Reproduce the lines below, substituting "place a mark on" for every occurrence of "put a dot on" and leaving everything else unchanged.

— Start Rows —

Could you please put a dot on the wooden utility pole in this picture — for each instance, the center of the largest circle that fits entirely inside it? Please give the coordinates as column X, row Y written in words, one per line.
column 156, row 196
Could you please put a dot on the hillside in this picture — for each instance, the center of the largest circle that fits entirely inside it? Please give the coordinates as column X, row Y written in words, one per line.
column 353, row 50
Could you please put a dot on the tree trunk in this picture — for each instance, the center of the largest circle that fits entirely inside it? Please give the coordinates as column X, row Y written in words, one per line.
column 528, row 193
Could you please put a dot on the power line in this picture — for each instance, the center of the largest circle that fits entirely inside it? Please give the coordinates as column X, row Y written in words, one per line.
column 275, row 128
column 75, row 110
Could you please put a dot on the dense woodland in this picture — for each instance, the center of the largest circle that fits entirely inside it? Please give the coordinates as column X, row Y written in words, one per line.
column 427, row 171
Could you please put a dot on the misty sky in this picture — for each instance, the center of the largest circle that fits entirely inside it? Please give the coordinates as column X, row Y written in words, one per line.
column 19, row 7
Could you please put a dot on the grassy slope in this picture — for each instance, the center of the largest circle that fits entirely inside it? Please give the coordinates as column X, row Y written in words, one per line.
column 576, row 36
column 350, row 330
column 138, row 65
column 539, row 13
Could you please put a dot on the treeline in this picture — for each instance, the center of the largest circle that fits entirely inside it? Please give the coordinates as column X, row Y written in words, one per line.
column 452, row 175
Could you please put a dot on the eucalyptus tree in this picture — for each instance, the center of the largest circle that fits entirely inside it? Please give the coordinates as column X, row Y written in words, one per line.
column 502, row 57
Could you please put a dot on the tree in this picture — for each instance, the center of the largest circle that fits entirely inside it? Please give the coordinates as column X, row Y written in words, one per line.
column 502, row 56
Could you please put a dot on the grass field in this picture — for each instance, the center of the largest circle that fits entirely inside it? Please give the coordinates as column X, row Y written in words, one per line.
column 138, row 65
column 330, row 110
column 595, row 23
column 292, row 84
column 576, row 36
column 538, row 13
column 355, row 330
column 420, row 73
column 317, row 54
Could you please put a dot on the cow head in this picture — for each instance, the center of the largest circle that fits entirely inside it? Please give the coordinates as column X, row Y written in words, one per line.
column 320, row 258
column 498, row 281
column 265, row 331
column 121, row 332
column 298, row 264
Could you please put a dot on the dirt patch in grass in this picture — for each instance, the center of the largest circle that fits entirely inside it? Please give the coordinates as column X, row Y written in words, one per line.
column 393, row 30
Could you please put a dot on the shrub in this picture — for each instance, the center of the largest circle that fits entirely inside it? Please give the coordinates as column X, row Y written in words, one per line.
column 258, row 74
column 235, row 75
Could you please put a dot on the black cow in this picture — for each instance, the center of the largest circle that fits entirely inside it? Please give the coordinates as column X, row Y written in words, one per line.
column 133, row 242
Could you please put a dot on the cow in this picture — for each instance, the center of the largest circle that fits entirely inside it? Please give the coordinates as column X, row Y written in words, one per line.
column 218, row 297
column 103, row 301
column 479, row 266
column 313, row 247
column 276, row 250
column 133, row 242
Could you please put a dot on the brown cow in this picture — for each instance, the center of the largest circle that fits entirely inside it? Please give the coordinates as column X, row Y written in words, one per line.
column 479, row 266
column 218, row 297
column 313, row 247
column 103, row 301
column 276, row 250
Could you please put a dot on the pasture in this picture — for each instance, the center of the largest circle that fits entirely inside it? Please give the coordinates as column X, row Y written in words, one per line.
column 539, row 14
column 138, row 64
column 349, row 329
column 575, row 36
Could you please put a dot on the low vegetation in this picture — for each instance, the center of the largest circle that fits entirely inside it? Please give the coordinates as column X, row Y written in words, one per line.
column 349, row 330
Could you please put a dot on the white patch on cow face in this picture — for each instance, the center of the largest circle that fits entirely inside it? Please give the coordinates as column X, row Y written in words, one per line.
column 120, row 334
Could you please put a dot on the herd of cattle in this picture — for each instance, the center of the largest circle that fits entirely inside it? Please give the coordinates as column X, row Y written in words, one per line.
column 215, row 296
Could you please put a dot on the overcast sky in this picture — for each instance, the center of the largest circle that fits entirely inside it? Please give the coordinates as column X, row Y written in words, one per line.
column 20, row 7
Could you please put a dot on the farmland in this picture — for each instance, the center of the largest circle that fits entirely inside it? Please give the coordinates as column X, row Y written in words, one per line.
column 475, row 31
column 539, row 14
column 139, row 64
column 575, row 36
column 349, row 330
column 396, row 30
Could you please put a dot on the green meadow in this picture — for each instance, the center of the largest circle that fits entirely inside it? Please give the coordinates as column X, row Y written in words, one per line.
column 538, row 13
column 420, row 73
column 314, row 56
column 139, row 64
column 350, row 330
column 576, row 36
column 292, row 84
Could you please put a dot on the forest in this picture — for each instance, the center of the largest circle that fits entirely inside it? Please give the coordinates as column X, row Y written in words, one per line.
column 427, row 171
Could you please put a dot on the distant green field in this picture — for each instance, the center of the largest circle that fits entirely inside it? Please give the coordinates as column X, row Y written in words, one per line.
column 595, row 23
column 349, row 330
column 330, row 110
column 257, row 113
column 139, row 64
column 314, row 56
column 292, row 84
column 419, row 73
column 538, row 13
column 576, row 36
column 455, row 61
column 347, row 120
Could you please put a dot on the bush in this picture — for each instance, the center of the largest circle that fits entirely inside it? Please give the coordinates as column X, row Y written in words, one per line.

— End Rows —

* Task output *
Could you please place a mark on the wooden utility pole in this picture — for each instance, the center of the largest circle that fits entirely inside it? Please give the coordinates as column X, row Y written in words, one per line.
column 156, row 196
Could you please place a mark on the hillside in this picture — for each instance, the center of the largest circle that fits entirely inside it? Please give the coordinates as column X, row Y written in words, one per line.
column 353, row 50
Could you please place a mark on the tree trunk in this picture — for each instance, the center of the largest circle that fits entirely inside it? Please give the coordinates as column X, row Y written in words, one per line.
column 528, row 193
Could you please place a mark on the power line in this picture — for each instance, the center of the largest circle that fits entirely inside it? Please give the coordinates as column X, row Y written in words, one per line.
column 275, row 128
column 75, row 110
Could you please place a mark on the dense woodland in this picture — for each instance, the center of the largest circle that fits entirely inside it? Please give the coordinates as column X, row Y written in words, one per line.
column 427, row 171
Could you please place a mark on the misty sky in this picture — for each instance, the center of the largest circle that fits entirely inside it? Please give the coordinates as column X, row Y written in words, one per line.
column 19, row 7
Could you please place a mark on the grassy slope in this picture — for each instance, the center of the largest circle that fits entirely inside it? Please give the coordinates as column X, row Y written in words, one per line.
column 576, row 36
column 350, row 330
column 138, row 65
column 539, row 13
Could you please place a mark on the treeline in this picture — for each instance, the center of the largest circle that fits entirely inside it? Please give the coordinates as column X, row Y written in words, one per line.
column 452, row 175
Could you please place a mark on the eucalyptus tree in this picture — for each instance, the center of the largest circle that fits entirely inside it? Please give the coordinates as column X, row Y written in words, one per line.
column 502, row 57
Could you please place a mark on the tree in this picture — for each instance, the center of the largest circle that fits entirely inside it? Please give the coordinates as column X, row Y written in words, one per line.
column 502, row 56
Could you please place a mark on the grass field in this picture — for each instance, the center of the largest circle that fits entirely inside it? Please give the coordinates as column X, row Y written in words, one per line.
column 138, row 65
column 330, row 110
column 595, row 23
column 292, row 84
column 576, row 36
column 538, row 13
column 355, row 330
column 420, row 73
column 317, row 54
Could you please place a mark on the cow head in this picture — for each instance, the center of the largest circle that fits entirely inside it? Please give the coordinates as column X, row Y written in words, one per line.
column 320, row 258
column 498, row 281
column 265, row 331
column 121, row 332
column 298, row 264
Could you please place a mark on the dirt patch in grass in this picture — for each instance, the center of the largest circle that fits entirely inside it? Please give the coordinates as column X, row Y written in words, one per line.
column 393, row 30
Could you please place a mark on the shrub in this picture — for each instance, the center of the largest circle that fits entirely inside it? Please give the coordinates as column X, row Y written in words, one per line.
column 258, row 74
column 235, row 75
Could you please place a mark on the black cow in this picture — for each instance, the center of the largest circle that fits entirely inside it? Please give the coordinates as column X, row Y written in words, one per line.
column 133, row 242
Could you please place a mark on the cow in this picture — for each instance, the center of the largest circle that fits entirely inside it? Please give the coordinates as column X, row Y written in words, one per line.
column 218, row 297
column 103, row 301
column 479, row 266
column 313, row 247
column 276, row 250
column 133, row 242
Could you please place a mark on the brown cow in this picture — for each instance, the center of the largest circle that fits entirely inside it? Please give the coordinates as column X, row Y written in words, one per line.
column 479, row 266
column 218, row 297
column 313, row 247
column 103, row 301
column 276, row 250
Could you please place a mark on the pasture in this picture — for each instance, the center of the largest circle that fits entirely inside it? Please give the coordinates as column X, row Y written in words, one per line.
column 539, row 14
column 138, row 64
column 349, row 329
column 575, row 36
Could you please place a mark on the low vegetation in this picture — for each instance, the center of the largest circle that fits entirely inside it? Please give the coordinates as column X, row Y written in words, one per line.
column 349, row 330
Could you please place a mark on the white patch on cow face in this picture — for each instance, the center of the largest circle that fits entirely inside it? Please give the coordinates as column X, row Y written in words, one per line.
column 120, row 334
Could you please place a mark on the herd of cattle in this picture — for each instance, the center of the largest circle that fits entirely inside it? Please give the coordinates as column X, row Y written in words, one per line.
column 215, row 296
Could you please place a mark on the overcast sky in this picture — for each instance, the center of the largest circle that fits entirely inside it? Please give the coordinates as column X, row Y written in words, one per line.
column 20, row 7
Could you please place a mark on the farmland in this picture — for each instance, the center of the largest circle that fits entirely inside it? Please give the coordinates as column X, row Y written in words, one per line.
column 475, row 31
column 539, row 14
column 139, row 64
column 575, row 36
column 349, row 330
column 396, row 30
Could you please place a mark on the green meadow in this picture — for each instance, the center of the largest circle that fits entirely inside it? Please give the coordinates as column X, row Y written in words, one per line.
column 538, row 13
column 420, row 73
column 314, row 56
column 139, row 64
column 350, row 330
column 576, row 36
column 292, row 84
Could you please place a mark on the forest in this picture — for each instance, the center of the largest circle that fits entirely inside it? Please give the coordinates as column X, row Y written in words, one per line.
column 427, row 171
Could you please place a mark on the distant green field in this picture — for each instance, the center of the largest circle that fits entirely inside it? Please give the coordinates as column X, row Y written in words, one per line.
column 595, row 23
column 349, row 330
column 330, row 110
column 257, row 113
column 139, row 64
column 314, row 56
column 292, row 84
column 419, row 73
column 538, row 13
column 576, row 36
column 455, row 61
column 347, row 120
Could you please place a mark on the bush in this picture — for each instance, the center of the largest circle that fits entirely inside it? Please give the coordinates as column X, row Y written in words, one per line.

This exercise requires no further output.